Em 25 de Gutenberg de 170 (5.9.2024) celebramos a transformação de Augusto Comte (isto é, sua morte, em 1857).
Seguindo o calendário de festas e celebrações da Igreja Positivista do Brasil, nessa data também se comemora a vida da filha adotiva de Augusto Comte, Sofia Bliaux.
Após a celebração de Sofia, lemos o belo discurso de Miguel Lemos, escrito em 1884 e republicado em 1936, 1951 e 1957, intitulado "Comemoração anual da morte de Augusto Comte".
Na seqüência, lemos o belo poema de R. Teixeira Mendes, escrito em 1917 (?) e republicado em 1936, intitulado "A hora terrível".
Essa celebração foi transmitida nos canais Positivismo (aqui: https://l1nq.com/YMTCP) e Igreja Positivista Virtual (aqui: https://l1nk.dev/2FhZY).
As anotações escritas que serviram de base para a exposição oral estão reproduzidas abaixo.
* * *
Celebração da transformação de Augusto Comte
25 de Gutenberg de 170/236 (5.9.2024)
1.
Celebramos hoje a transformação de Augusto
Comte, nosso pai espiritual, e, conforme o calendário de festas da IPB,
comemoramos também Sofia (1804-1867)
1.1. Esta
nossa pequena celebração não será original – na verdade, nunca é possível
sermos nem sempre originais nem totalmente originais
1.2. Reproduziremos
aqui três documentos: (1) a celebraçãode Sofia que elaboramos no ano passado, nesta mesma ocasião; (2) o belo
documento de Miguel Lemos, Comemoração
anual da morte de Augusto Comte, de 1884; (3) o belo poema de Teixeira
Mendes, A hora terrível, de 1917 (?)
1.2.1. O documento de Miguel Lemos e o poema de Teixeira Mendes foram enviados por nosso amigo Hernani Gomes da Costa
1.3. Ao
lermos as celebrações de Miguel Lemos e Teixeira Mendes, nós reconhecemos a
superioridade sintética desses outros nossos pais espirituais e, assim, também
os homenageamos
2. Mas,
antes de passarmos às comemorações, é necessário lembrarmos o que é a
“transformação”

EXCERTOS DO MATERIAL:
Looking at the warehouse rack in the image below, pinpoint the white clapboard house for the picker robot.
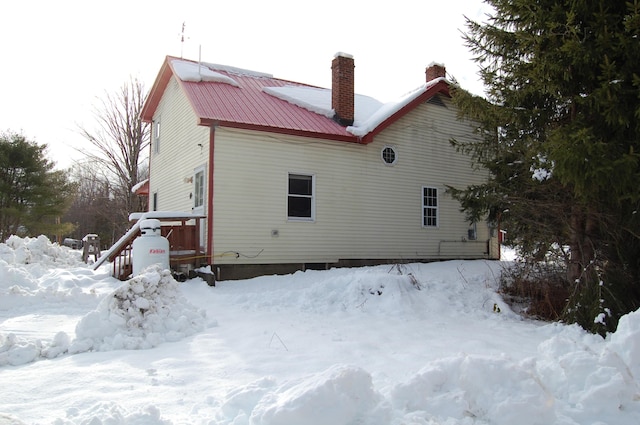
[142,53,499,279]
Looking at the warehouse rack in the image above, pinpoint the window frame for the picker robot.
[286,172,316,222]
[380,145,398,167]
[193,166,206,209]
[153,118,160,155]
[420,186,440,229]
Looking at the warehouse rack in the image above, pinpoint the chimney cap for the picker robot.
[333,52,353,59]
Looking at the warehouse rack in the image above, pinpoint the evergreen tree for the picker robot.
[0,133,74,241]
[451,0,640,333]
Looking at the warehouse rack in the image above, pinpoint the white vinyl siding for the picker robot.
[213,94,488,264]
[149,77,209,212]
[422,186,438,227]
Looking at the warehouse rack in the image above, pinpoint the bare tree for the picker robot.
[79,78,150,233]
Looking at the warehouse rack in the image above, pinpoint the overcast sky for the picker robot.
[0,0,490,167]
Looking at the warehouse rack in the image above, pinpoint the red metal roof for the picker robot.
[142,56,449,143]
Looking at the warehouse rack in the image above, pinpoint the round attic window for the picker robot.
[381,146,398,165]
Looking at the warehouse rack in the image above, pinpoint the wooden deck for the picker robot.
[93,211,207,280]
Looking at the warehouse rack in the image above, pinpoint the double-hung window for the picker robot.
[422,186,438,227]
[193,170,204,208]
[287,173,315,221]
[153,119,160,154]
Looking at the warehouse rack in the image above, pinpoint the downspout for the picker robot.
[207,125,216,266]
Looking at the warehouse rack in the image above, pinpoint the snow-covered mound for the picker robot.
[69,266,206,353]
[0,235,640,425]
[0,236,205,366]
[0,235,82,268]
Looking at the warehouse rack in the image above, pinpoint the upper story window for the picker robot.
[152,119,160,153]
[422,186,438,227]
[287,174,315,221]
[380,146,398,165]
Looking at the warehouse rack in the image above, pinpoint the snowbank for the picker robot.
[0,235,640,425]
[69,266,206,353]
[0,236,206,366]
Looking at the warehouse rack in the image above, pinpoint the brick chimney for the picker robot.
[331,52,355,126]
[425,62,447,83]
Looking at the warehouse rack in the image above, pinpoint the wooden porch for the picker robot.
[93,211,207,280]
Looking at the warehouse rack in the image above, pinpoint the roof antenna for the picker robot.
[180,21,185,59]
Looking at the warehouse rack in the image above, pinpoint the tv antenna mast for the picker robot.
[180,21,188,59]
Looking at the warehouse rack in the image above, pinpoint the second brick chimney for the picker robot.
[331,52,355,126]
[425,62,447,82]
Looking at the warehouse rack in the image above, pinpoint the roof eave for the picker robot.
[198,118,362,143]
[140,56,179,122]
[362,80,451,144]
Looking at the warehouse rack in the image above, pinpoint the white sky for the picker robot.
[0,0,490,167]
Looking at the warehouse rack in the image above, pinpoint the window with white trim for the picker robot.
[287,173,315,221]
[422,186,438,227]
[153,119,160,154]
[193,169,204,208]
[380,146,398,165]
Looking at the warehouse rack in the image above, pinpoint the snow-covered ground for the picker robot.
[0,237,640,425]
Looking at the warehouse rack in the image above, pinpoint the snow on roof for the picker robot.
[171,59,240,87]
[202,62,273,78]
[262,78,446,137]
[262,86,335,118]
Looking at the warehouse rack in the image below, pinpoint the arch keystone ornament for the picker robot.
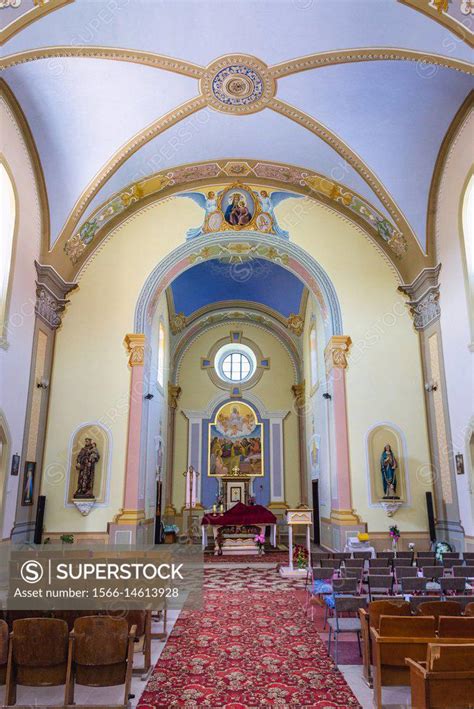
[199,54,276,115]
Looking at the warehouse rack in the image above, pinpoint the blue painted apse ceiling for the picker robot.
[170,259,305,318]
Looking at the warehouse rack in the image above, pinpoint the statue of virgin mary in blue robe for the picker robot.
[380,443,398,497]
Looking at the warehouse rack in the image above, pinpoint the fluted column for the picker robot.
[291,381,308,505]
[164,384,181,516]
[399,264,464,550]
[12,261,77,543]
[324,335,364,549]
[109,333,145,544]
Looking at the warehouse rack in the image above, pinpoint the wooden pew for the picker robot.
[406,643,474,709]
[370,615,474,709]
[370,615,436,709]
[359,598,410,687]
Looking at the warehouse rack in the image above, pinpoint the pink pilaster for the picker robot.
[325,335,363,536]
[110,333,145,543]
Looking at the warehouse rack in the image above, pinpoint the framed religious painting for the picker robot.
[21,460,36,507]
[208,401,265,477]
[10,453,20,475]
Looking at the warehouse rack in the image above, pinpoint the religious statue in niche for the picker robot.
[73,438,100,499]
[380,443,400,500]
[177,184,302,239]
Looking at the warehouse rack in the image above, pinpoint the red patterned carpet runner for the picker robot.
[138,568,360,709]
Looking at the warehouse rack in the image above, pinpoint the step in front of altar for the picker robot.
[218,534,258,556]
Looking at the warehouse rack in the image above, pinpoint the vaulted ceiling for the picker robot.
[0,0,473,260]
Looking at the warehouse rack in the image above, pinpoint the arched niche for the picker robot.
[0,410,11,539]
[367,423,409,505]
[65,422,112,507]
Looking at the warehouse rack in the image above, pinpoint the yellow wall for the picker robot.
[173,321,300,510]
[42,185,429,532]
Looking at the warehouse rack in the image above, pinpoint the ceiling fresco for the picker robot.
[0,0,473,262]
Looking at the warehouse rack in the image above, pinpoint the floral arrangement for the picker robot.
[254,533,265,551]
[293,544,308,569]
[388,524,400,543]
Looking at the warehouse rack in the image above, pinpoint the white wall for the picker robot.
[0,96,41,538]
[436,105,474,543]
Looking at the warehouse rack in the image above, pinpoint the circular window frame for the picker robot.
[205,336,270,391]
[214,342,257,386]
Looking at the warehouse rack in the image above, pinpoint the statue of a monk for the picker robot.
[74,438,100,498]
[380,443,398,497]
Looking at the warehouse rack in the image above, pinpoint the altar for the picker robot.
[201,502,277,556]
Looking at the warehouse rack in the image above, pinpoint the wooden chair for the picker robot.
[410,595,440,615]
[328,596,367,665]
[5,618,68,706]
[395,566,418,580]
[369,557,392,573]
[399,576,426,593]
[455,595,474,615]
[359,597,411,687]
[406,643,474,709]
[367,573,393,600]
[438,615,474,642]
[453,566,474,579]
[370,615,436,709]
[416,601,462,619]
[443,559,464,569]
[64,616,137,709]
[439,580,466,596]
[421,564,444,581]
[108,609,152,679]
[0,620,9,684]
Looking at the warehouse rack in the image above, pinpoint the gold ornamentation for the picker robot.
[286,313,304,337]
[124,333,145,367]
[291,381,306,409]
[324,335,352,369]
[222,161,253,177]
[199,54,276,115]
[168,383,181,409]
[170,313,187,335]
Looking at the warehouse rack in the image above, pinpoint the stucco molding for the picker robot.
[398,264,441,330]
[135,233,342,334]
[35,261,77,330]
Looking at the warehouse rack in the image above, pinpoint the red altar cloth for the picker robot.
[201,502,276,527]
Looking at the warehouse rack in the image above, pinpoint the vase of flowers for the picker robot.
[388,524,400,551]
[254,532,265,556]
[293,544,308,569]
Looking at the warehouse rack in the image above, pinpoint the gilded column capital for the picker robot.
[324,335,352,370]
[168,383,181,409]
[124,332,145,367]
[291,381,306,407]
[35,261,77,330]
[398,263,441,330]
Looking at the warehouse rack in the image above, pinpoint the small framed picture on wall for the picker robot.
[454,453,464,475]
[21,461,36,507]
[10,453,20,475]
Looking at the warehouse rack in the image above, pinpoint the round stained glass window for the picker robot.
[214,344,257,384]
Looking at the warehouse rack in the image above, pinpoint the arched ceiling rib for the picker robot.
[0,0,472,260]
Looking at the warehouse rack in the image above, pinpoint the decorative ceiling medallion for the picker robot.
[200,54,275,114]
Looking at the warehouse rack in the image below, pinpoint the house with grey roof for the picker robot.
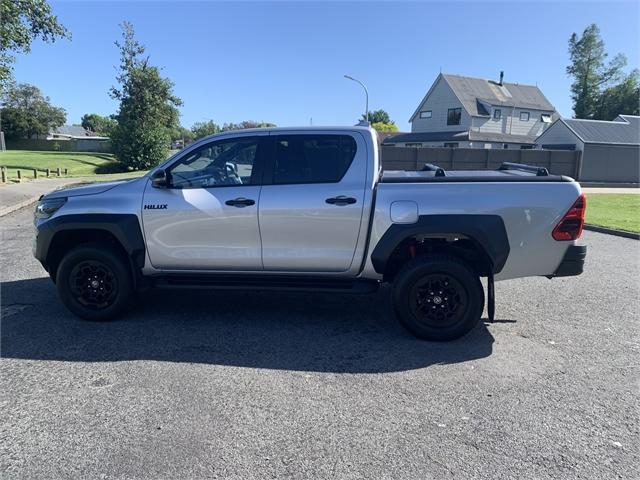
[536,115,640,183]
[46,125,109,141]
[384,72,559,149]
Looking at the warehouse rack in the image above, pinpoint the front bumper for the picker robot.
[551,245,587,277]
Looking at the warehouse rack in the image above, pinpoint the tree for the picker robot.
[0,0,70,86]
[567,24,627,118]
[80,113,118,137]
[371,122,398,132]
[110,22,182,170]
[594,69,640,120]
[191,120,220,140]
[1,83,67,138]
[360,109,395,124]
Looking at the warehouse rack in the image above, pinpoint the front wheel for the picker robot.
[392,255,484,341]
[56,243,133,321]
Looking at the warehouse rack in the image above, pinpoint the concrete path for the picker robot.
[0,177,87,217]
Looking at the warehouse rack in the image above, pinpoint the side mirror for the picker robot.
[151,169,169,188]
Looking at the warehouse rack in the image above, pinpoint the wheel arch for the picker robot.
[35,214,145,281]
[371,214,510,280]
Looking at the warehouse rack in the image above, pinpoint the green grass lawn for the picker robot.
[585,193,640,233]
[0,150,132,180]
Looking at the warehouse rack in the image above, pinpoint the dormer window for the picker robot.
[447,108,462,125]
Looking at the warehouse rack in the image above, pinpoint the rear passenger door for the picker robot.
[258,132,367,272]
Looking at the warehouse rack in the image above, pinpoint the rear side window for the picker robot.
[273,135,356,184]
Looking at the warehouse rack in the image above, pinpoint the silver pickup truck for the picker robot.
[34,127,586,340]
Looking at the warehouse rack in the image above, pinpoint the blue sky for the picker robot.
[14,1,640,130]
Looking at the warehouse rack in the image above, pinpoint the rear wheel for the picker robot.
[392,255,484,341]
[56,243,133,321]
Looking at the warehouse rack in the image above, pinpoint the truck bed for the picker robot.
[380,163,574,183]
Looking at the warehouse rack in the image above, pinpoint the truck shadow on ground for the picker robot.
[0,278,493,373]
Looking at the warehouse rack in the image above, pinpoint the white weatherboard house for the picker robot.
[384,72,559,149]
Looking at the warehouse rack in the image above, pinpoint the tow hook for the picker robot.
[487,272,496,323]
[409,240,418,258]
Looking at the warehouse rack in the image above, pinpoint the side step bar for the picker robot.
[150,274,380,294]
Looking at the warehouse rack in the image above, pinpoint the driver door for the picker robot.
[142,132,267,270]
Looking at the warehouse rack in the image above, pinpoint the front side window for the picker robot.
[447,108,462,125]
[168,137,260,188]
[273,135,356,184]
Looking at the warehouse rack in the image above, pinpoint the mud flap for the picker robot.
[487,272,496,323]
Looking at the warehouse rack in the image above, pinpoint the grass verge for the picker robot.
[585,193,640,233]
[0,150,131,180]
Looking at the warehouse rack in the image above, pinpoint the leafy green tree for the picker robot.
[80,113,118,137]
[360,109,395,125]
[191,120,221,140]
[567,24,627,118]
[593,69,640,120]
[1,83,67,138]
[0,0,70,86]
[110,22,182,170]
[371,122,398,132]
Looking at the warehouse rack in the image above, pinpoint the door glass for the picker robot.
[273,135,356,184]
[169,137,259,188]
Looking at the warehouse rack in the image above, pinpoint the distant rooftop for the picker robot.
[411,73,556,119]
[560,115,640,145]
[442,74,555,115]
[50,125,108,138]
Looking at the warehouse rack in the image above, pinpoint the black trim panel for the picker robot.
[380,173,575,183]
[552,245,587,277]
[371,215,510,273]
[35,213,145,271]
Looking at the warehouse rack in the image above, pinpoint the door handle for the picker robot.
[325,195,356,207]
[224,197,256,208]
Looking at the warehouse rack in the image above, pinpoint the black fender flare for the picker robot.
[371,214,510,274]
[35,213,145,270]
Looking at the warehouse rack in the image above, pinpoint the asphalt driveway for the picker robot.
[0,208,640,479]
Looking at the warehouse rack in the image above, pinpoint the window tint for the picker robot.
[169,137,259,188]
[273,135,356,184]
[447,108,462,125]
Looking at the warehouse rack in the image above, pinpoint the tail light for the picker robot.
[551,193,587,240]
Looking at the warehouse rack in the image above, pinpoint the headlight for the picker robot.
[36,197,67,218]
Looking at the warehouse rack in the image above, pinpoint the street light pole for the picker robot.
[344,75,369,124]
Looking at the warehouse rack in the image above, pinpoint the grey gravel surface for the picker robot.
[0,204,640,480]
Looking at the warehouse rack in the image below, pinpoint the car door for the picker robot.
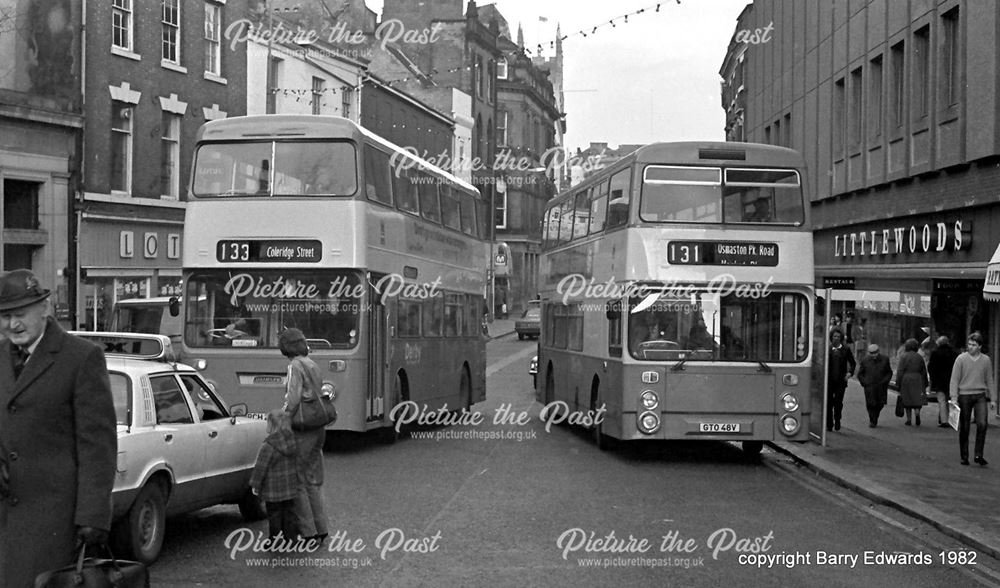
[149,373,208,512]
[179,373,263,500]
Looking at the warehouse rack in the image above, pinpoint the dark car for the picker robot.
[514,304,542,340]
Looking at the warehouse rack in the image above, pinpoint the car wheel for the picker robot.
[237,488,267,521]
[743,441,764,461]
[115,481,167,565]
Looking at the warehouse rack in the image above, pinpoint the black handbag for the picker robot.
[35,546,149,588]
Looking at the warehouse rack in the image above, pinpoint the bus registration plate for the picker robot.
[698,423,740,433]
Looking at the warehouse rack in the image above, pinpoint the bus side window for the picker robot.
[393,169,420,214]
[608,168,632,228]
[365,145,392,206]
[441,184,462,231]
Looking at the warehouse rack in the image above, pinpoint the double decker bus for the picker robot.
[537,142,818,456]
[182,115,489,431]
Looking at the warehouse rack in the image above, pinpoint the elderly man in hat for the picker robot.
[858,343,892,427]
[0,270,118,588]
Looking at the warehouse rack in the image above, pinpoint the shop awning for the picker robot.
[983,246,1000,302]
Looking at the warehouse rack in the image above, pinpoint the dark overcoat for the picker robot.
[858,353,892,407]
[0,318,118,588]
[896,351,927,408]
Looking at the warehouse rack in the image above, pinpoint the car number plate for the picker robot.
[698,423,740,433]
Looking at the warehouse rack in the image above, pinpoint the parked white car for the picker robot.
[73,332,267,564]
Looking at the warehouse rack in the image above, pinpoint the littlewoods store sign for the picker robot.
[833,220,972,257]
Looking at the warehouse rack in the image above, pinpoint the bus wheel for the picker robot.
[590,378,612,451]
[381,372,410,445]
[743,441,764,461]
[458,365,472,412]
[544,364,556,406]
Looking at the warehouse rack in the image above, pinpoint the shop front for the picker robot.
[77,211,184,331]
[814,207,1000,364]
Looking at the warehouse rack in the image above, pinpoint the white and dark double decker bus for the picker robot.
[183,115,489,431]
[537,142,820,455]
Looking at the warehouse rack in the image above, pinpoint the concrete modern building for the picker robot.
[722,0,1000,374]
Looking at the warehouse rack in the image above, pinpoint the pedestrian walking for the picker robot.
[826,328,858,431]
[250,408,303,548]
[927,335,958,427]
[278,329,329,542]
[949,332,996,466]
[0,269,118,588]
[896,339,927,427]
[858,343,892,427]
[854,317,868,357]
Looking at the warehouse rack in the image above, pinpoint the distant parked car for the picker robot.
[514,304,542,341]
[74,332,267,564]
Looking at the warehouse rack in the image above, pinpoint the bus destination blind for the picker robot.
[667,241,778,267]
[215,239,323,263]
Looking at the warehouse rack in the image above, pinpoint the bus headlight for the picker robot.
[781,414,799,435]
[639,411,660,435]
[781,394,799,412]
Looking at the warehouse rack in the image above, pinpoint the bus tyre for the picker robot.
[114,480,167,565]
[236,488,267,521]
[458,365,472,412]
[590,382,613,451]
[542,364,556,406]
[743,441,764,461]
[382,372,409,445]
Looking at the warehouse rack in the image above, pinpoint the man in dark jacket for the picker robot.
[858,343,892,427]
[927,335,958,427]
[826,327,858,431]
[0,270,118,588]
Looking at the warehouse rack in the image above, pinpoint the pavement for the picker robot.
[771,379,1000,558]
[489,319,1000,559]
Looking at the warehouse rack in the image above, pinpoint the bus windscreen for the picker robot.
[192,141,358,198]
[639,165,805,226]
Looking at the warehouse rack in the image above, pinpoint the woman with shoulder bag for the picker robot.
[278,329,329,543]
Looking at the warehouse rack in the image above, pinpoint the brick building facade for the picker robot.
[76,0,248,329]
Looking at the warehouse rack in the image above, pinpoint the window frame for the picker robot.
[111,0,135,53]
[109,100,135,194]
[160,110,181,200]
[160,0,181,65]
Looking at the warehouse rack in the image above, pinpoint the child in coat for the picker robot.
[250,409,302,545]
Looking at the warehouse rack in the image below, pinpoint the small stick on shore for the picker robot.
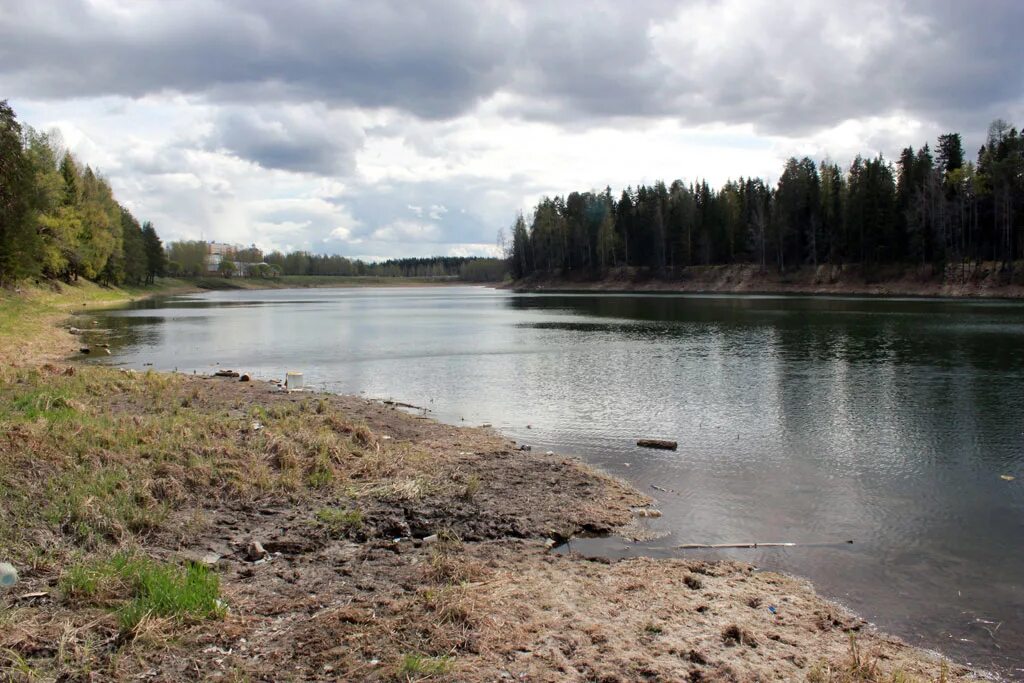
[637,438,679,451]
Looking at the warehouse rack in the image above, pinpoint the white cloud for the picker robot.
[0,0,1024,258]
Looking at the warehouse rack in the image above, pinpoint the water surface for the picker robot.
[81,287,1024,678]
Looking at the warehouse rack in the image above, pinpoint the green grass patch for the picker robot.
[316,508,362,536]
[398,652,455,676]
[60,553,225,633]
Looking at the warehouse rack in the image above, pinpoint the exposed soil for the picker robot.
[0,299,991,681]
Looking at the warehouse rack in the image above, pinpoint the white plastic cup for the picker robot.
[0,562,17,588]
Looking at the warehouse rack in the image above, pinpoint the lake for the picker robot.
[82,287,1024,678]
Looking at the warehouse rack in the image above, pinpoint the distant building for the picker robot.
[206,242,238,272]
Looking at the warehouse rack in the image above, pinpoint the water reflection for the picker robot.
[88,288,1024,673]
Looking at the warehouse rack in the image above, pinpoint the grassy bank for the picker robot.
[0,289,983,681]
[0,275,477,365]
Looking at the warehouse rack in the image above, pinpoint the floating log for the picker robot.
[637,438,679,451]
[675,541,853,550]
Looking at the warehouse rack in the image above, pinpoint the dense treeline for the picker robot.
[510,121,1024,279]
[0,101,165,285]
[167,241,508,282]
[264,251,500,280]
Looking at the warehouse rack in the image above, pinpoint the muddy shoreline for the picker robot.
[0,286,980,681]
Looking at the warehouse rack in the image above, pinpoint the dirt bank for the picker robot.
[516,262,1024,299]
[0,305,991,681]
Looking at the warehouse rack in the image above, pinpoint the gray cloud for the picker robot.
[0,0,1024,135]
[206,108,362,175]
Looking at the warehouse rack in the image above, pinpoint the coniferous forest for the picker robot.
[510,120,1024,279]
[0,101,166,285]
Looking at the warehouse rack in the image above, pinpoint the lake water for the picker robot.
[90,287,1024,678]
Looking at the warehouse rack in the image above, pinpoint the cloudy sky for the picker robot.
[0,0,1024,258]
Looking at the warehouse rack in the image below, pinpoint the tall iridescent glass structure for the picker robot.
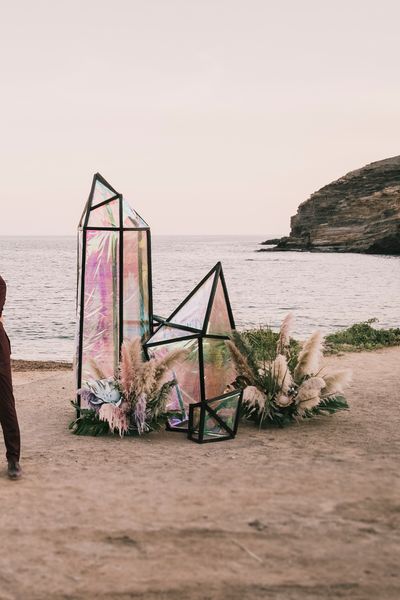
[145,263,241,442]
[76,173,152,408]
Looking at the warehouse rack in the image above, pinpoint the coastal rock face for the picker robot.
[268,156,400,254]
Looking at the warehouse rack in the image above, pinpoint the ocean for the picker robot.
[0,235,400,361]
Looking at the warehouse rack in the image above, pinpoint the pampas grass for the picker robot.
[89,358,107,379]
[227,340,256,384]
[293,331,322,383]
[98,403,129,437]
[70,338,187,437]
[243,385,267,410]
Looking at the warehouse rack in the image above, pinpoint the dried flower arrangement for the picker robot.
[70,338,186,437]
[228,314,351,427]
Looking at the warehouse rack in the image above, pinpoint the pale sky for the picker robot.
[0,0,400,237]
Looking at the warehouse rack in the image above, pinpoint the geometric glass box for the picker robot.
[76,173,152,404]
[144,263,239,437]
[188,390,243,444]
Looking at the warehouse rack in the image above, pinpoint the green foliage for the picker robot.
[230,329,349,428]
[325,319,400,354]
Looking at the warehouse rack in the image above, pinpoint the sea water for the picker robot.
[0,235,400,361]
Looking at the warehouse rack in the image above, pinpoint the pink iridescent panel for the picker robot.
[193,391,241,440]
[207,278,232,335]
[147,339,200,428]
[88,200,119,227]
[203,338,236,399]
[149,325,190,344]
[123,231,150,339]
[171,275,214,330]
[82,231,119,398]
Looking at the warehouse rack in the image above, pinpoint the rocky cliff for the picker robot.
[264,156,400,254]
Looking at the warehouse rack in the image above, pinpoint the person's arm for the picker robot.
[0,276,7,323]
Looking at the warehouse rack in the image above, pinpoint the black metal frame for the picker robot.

TAREFAS SOLICITADAS:
A. Segundo o texto fornecido, quem enviou o documento de Miguel Lemos e o poema de Teixeira Mendes?
B. Reproduza palavra por palavra o trecho do texto fornecido que começa em "Essa celebração foi" e termina em "também Sofia (1804-1867)".

CONJUNTO DE RESPOSTAS:
A. Hernani Gomes da Costa.

B.
Essa celebração foi transmitida nos canais Positivismo (aqui: https://l1nq.com/YMTCP) e Igreja Positivista Virtual (aqui: https://l1nk.dev/2FhZY).
As anotações escritas que serviram de base para a exposição oral estão reproduzidas abaixo.
* * *
Celebração da transformação de Augusto Comte
25 de Gutenberg de 170/236 (5.9.2024)
1.
Celebramos hoje a transformação de Augusto
Comte, nosso pai espiritual, e, conforme o calendário de festas da IPB,
comemoramos também Sofia (1804-1867)